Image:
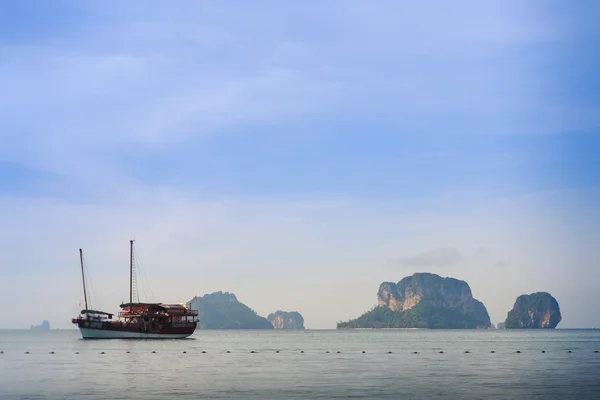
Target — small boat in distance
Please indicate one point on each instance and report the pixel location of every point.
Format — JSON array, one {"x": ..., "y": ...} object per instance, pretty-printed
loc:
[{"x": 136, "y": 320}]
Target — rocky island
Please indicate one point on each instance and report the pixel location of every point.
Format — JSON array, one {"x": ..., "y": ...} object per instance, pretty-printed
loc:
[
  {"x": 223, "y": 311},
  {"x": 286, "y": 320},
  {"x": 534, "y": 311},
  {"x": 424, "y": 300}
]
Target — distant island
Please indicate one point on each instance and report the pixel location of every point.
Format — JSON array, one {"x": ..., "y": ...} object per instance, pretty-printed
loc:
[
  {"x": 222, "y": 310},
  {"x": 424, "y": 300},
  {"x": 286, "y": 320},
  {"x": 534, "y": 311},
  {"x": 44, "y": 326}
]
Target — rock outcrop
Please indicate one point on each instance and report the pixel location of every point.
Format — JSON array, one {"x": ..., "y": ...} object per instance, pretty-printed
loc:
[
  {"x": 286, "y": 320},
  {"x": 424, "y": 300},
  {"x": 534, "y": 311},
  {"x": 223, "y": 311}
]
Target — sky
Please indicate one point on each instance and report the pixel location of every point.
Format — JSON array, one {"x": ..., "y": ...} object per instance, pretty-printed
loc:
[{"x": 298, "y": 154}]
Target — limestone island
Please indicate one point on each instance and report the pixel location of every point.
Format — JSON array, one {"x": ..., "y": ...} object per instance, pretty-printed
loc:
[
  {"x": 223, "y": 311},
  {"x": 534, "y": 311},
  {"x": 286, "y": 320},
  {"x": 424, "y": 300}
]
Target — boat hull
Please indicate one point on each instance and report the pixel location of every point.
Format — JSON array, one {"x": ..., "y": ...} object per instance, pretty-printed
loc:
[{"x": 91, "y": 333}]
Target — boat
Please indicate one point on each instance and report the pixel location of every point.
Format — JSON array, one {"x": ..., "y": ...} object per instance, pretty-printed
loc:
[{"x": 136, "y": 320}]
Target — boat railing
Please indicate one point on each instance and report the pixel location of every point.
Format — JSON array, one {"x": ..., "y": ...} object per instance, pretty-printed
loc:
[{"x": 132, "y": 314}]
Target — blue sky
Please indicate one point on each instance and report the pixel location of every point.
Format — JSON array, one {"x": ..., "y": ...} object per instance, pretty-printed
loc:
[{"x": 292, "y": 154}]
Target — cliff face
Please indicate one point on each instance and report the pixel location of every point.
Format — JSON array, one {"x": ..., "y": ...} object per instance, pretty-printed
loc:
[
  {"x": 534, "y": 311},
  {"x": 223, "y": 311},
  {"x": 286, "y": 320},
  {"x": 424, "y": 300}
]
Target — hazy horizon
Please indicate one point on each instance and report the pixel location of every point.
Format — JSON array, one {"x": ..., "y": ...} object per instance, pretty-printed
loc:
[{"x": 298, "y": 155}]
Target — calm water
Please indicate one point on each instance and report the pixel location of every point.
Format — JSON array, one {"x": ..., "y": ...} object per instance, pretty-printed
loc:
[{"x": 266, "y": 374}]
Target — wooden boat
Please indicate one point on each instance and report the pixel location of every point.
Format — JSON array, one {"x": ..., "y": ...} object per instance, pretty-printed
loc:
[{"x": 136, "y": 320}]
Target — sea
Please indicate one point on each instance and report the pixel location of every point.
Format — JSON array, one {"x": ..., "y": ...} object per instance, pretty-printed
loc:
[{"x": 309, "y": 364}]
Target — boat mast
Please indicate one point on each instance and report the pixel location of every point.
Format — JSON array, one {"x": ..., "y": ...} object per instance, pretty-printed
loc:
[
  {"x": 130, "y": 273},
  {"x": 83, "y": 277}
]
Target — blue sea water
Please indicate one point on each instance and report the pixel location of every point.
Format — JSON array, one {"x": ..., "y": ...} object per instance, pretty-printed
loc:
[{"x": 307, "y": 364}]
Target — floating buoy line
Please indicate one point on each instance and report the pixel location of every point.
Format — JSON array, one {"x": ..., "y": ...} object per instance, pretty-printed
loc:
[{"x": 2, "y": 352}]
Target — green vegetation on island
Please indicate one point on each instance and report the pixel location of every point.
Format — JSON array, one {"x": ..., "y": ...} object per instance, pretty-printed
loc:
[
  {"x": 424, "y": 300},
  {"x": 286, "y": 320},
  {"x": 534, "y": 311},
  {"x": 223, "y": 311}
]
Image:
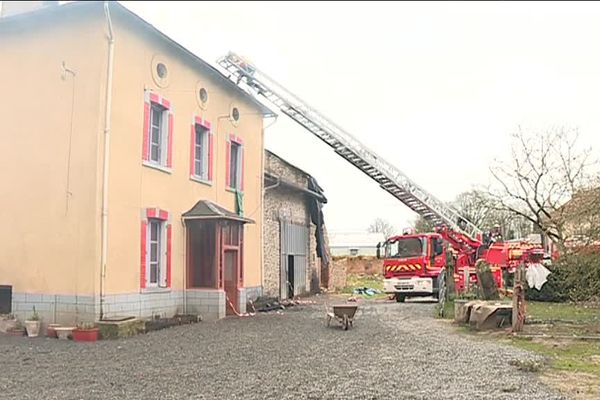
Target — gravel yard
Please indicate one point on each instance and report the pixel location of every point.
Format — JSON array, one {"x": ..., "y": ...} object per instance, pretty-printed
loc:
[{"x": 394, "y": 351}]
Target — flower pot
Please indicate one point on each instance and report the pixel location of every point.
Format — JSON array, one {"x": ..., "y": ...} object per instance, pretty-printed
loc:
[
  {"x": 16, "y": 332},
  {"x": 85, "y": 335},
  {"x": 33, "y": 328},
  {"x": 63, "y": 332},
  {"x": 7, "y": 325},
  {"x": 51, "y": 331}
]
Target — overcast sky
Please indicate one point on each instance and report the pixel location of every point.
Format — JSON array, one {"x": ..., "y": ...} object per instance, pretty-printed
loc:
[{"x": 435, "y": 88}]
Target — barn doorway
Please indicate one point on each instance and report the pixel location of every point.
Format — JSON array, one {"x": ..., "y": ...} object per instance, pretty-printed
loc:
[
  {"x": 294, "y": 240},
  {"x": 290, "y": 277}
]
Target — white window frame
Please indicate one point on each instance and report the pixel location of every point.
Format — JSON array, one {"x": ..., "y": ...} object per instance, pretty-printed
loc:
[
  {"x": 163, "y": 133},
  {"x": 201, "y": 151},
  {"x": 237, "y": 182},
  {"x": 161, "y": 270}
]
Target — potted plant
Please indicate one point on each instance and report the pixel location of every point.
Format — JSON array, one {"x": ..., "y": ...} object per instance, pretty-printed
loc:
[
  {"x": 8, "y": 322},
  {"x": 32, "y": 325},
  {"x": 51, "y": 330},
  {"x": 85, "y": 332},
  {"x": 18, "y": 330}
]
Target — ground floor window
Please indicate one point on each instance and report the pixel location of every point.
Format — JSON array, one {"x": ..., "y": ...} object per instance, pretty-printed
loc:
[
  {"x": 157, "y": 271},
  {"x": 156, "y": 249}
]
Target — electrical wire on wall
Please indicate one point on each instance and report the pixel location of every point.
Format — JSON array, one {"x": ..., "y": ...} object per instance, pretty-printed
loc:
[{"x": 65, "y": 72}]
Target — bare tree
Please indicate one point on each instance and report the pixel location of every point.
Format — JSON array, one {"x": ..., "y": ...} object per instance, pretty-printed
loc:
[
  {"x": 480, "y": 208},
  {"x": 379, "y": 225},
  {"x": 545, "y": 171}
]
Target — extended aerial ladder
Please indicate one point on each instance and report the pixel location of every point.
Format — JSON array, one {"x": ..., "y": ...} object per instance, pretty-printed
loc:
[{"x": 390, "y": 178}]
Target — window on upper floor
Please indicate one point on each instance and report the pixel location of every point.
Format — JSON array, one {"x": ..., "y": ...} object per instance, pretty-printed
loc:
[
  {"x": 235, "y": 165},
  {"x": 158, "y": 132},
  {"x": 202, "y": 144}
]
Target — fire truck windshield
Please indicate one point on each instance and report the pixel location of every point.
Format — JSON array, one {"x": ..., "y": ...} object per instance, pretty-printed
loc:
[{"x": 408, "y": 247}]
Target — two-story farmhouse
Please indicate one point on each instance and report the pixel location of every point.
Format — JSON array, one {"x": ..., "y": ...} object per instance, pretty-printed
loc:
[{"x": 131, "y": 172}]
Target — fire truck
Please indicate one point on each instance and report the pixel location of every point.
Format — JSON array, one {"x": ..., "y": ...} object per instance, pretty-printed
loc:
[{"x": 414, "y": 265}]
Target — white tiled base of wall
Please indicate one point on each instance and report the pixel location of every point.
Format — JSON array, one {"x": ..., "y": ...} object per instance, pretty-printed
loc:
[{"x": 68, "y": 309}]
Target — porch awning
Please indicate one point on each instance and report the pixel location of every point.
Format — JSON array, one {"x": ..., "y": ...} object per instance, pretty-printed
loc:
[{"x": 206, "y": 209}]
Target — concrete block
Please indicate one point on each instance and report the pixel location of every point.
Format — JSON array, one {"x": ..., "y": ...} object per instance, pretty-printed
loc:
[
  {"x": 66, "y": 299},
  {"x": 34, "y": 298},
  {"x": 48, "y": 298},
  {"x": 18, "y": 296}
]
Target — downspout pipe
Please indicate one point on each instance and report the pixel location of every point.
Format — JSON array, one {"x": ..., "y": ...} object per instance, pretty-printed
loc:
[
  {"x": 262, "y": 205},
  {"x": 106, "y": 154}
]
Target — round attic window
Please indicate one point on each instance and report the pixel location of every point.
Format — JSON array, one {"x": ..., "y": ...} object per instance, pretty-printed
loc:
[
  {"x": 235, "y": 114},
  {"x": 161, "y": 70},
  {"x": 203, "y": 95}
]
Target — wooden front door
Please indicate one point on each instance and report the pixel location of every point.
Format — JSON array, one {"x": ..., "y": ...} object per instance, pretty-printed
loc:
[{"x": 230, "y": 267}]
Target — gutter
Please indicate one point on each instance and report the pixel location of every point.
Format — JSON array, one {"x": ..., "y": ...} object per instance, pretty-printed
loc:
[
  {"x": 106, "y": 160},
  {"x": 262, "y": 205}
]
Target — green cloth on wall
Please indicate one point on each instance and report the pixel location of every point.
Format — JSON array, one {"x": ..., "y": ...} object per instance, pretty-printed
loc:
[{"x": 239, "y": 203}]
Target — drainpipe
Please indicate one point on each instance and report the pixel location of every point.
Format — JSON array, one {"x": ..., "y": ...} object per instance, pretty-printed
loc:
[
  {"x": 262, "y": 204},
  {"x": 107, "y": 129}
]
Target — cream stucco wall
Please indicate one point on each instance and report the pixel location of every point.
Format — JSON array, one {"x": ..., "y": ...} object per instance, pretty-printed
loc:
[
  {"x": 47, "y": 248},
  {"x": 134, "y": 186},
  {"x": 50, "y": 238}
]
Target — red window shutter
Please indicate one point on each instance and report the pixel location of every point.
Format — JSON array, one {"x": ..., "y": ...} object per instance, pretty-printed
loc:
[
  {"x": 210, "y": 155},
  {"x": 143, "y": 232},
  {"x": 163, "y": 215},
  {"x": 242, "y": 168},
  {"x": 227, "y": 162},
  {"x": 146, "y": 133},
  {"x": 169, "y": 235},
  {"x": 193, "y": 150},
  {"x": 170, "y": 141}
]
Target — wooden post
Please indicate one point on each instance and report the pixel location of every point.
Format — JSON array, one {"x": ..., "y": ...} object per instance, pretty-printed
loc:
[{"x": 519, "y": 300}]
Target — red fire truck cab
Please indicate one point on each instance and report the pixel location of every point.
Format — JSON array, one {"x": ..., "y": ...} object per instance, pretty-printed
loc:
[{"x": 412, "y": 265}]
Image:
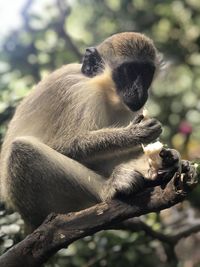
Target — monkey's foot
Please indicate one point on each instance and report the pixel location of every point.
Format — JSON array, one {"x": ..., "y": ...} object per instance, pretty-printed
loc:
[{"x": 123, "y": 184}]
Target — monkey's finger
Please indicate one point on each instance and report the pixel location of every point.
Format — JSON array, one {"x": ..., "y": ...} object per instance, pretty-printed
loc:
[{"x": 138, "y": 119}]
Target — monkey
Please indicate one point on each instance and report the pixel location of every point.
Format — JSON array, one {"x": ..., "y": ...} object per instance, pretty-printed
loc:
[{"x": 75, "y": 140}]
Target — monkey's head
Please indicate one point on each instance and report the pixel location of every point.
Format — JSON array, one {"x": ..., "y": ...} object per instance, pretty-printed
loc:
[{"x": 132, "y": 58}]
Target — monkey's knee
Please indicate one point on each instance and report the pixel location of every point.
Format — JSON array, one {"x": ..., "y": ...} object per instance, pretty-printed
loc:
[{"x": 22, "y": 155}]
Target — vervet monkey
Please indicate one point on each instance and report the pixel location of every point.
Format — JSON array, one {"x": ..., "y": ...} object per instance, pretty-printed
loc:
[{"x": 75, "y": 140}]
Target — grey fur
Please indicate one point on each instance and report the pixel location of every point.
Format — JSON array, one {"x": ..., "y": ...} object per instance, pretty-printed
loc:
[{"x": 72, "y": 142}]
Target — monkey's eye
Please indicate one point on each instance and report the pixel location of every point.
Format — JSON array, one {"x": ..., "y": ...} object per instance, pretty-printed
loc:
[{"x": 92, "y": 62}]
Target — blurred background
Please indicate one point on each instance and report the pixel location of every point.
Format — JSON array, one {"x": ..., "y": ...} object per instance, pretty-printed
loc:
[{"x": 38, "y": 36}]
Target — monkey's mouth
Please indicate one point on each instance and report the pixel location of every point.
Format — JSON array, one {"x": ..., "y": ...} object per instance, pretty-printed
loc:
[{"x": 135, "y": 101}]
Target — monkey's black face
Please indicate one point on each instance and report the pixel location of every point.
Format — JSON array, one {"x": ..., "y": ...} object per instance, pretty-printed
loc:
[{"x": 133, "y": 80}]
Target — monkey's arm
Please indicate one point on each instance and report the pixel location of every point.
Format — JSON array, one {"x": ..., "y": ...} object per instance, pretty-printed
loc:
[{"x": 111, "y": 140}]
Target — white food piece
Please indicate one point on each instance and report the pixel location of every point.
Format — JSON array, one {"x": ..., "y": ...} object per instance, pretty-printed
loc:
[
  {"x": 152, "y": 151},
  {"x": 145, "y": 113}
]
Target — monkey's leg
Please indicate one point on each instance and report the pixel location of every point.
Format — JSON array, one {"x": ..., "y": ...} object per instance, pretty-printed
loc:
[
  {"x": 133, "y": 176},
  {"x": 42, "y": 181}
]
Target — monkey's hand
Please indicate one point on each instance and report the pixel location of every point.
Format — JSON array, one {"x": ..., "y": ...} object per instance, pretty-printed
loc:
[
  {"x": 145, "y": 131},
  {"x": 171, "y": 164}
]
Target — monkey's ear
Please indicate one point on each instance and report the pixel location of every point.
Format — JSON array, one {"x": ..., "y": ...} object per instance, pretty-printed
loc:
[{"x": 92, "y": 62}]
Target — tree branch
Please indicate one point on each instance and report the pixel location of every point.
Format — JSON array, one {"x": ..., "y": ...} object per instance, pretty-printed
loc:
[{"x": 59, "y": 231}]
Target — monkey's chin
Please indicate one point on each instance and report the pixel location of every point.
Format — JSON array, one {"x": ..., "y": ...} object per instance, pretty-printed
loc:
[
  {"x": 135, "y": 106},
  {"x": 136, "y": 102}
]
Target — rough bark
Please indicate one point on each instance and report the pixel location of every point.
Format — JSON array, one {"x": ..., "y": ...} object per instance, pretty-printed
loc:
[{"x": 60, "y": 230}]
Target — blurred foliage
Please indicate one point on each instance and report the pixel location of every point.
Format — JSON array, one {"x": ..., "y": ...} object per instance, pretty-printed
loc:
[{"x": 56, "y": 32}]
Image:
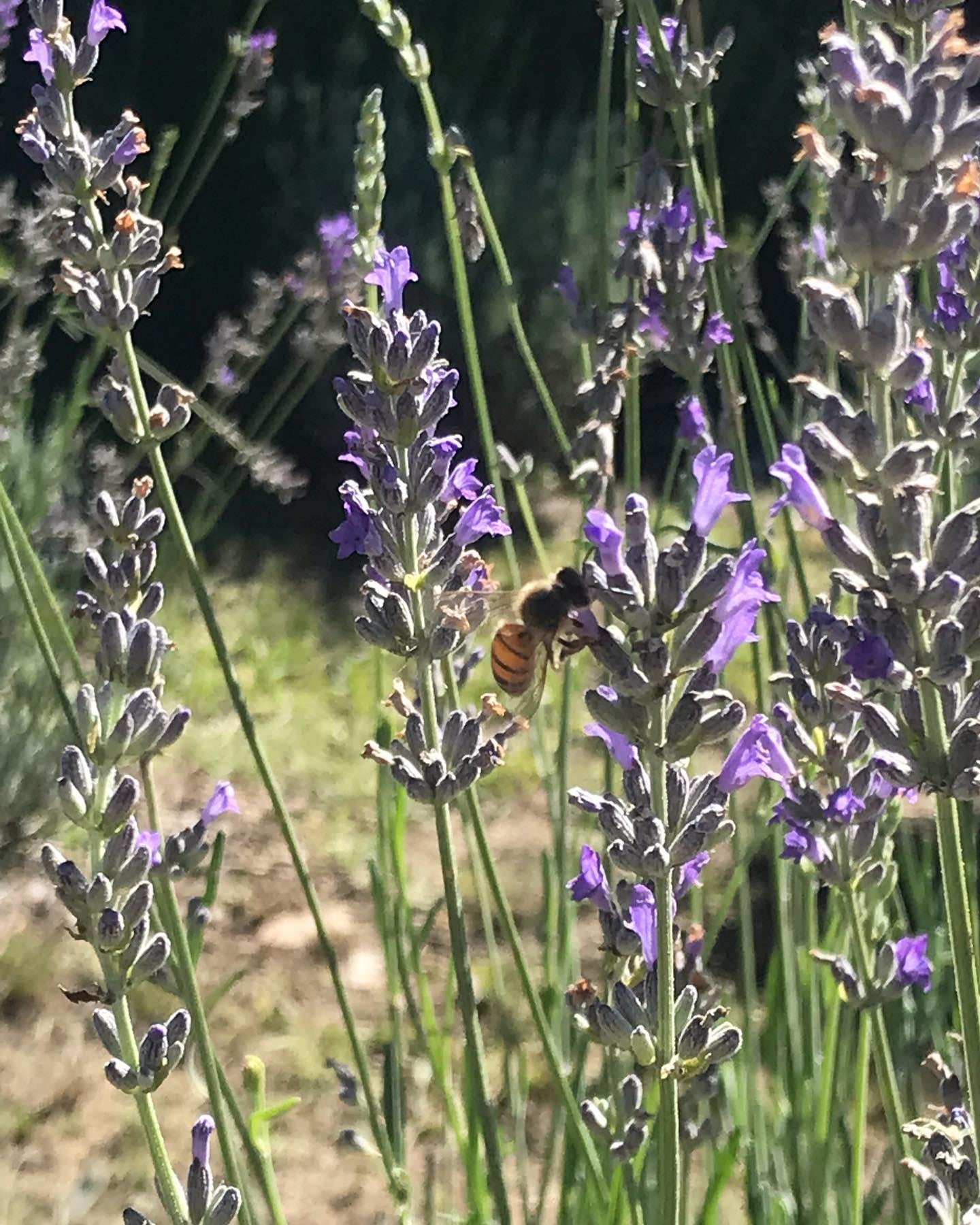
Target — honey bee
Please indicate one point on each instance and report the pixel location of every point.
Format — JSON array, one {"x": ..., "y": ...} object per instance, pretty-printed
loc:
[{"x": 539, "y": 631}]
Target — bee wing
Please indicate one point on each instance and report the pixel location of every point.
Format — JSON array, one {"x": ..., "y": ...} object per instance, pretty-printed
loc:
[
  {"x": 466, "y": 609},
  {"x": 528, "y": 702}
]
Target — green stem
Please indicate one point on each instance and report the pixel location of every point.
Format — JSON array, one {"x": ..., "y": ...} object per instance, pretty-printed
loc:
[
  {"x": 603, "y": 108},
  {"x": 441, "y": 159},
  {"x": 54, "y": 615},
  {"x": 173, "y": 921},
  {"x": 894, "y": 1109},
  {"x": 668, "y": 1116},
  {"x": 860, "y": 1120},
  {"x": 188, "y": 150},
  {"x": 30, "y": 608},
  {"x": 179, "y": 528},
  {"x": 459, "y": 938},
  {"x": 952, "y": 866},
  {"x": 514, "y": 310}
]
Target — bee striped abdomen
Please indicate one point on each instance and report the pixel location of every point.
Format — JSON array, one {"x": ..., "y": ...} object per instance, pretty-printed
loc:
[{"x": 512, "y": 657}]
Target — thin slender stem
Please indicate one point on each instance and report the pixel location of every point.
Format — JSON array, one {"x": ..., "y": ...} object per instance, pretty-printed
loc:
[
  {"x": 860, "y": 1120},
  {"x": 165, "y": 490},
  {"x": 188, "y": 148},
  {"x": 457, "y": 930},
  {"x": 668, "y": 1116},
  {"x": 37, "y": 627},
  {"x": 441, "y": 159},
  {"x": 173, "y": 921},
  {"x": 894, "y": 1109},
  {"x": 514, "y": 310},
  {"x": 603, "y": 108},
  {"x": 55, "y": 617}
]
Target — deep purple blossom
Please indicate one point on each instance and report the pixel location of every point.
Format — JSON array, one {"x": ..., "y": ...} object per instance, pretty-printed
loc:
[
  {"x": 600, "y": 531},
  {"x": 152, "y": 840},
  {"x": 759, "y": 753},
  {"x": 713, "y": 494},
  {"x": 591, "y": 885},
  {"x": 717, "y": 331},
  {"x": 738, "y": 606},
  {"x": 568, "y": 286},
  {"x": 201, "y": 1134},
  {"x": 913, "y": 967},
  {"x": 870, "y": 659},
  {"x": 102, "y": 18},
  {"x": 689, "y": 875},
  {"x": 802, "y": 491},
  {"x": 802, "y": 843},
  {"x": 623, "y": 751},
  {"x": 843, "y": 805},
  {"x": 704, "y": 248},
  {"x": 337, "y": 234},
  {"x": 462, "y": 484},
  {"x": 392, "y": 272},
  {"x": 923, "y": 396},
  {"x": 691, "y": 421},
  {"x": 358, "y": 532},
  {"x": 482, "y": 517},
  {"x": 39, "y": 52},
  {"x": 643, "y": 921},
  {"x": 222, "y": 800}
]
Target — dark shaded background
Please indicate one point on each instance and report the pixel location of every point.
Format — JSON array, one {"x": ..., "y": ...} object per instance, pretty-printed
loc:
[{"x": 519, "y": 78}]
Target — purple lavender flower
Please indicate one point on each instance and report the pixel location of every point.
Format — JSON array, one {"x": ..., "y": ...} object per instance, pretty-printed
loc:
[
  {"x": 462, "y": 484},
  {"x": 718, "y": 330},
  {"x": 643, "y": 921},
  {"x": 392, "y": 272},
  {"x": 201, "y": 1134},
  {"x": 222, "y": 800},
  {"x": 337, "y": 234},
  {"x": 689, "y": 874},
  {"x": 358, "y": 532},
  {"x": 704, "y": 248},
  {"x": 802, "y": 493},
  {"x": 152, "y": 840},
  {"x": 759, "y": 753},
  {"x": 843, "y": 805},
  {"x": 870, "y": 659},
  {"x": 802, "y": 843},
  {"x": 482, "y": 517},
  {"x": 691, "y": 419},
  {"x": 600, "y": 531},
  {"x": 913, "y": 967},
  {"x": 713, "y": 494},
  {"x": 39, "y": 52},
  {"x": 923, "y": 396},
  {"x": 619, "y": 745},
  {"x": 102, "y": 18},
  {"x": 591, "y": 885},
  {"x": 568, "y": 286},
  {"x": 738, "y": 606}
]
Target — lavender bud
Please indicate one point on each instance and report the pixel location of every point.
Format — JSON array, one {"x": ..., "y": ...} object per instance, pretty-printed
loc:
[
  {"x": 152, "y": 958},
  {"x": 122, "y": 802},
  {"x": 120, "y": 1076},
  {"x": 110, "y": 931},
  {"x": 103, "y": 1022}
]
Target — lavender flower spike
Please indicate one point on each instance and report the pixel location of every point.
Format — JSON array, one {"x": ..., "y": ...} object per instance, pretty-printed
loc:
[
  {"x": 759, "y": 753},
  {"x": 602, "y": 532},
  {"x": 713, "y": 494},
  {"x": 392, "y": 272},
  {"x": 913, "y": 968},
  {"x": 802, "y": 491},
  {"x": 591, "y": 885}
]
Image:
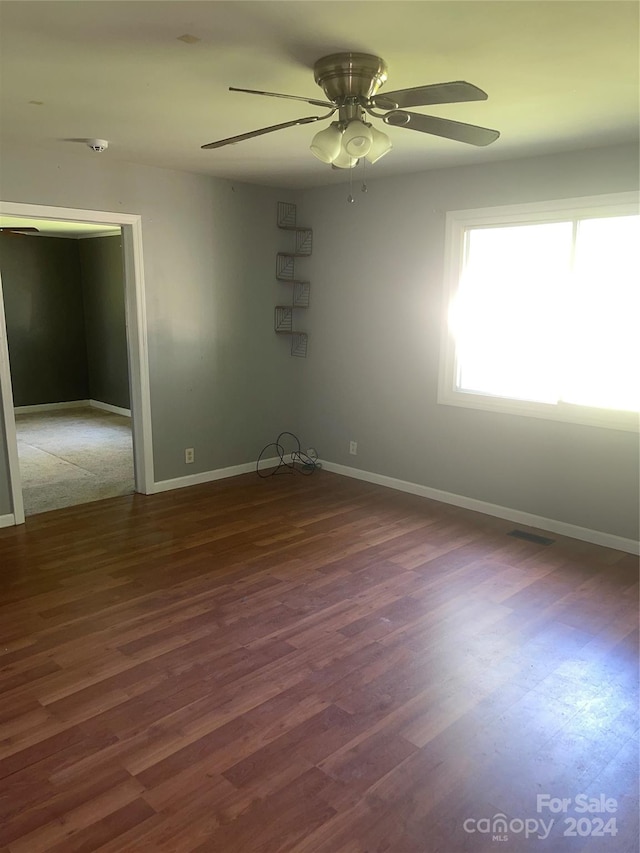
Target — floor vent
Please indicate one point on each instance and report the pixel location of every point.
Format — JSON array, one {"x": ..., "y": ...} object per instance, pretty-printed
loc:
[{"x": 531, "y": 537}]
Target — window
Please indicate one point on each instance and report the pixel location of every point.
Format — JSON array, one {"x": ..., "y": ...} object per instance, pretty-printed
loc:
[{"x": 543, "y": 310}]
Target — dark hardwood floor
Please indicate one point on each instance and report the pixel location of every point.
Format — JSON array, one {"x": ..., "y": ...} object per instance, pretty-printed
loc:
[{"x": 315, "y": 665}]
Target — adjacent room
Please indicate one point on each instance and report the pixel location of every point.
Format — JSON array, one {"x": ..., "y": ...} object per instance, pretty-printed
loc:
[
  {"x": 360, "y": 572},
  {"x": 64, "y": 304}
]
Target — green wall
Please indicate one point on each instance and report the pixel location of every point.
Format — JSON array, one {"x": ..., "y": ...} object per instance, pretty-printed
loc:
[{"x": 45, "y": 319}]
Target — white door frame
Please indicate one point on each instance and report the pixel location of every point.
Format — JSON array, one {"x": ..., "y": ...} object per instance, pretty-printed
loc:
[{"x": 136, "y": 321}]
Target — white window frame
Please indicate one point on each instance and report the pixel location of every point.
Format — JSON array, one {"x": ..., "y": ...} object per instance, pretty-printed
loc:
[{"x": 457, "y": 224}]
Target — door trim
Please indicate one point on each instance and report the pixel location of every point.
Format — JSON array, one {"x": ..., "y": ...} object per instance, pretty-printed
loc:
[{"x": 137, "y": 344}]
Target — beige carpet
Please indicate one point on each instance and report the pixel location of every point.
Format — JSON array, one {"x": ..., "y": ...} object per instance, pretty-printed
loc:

● ● ● ●

• Task goal:
In how many lines above does the word "blurred" appear? Answer with only the number.

• Written solution:
2